Using the entries that follow, state how many lines contain "roof", with no other words.

STUDY MATERIAL –
-.-.-

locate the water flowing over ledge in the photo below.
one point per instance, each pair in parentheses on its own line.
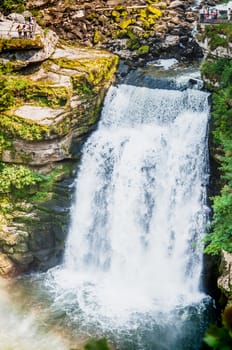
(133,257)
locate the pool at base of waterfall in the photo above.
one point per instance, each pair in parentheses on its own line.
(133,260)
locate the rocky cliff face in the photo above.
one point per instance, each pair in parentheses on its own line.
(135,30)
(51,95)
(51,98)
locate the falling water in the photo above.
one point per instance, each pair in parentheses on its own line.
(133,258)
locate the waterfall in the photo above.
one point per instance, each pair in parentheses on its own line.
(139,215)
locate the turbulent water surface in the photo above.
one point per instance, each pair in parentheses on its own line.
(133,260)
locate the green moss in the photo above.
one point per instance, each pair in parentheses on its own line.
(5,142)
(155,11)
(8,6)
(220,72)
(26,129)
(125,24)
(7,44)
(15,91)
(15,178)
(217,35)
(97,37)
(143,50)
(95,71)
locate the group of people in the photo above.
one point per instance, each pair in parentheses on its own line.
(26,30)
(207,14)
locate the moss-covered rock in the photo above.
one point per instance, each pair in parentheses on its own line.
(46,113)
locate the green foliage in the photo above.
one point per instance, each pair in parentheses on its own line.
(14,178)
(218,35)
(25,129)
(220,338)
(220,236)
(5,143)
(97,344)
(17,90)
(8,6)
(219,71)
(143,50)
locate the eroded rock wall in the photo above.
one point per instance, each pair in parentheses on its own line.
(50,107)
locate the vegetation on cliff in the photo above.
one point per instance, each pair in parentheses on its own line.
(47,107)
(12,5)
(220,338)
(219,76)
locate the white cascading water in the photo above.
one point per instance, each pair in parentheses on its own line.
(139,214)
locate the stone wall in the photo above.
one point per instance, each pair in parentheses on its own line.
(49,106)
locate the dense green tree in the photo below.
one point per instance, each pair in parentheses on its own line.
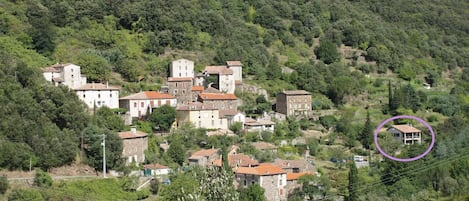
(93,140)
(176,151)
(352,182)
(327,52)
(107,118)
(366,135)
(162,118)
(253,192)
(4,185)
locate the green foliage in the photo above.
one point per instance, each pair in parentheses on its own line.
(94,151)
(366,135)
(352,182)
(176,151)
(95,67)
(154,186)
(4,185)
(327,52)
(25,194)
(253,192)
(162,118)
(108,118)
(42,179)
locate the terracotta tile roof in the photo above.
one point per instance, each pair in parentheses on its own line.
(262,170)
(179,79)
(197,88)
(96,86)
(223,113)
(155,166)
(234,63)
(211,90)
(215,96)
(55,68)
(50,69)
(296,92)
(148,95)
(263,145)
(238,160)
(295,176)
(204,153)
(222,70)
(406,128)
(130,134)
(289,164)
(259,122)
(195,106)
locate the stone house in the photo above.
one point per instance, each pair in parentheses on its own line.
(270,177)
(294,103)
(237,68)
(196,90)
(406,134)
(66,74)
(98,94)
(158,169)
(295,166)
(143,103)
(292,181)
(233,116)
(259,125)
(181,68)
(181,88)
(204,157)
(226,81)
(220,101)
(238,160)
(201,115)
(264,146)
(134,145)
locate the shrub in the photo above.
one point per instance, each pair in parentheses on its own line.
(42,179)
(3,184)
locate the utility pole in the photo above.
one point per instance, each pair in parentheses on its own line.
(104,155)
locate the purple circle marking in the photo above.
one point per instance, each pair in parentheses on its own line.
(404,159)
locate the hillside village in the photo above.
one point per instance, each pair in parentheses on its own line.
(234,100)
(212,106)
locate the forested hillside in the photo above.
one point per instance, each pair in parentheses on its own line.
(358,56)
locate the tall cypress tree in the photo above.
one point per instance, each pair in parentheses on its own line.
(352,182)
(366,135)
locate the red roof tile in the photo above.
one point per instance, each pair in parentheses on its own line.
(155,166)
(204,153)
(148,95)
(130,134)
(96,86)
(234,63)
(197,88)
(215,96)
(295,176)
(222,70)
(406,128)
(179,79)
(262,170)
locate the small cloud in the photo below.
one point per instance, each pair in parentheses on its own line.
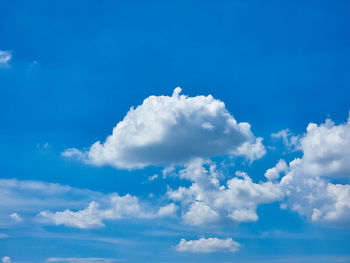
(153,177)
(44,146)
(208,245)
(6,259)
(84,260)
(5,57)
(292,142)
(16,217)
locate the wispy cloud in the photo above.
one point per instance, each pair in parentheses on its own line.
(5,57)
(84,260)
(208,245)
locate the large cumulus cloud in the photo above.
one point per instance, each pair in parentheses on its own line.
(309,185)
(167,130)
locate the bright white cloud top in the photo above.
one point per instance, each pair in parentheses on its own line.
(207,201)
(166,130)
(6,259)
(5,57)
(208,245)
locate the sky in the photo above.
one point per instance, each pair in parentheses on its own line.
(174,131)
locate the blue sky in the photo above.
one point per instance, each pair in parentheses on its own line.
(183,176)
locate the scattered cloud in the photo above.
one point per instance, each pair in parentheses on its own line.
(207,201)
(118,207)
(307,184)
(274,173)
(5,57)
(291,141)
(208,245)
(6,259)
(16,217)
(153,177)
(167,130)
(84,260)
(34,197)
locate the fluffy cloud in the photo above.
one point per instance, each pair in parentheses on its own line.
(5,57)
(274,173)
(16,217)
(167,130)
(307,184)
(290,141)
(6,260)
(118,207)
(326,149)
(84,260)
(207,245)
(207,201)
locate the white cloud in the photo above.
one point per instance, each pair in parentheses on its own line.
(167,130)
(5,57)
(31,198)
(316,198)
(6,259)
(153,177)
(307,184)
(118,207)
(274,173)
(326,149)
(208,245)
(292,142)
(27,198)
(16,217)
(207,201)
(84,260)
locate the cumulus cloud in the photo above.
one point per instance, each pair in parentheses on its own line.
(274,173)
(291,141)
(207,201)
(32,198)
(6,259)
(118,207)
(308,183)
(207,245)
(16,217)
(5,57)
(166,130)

-.-.-

TASK RESULT –
2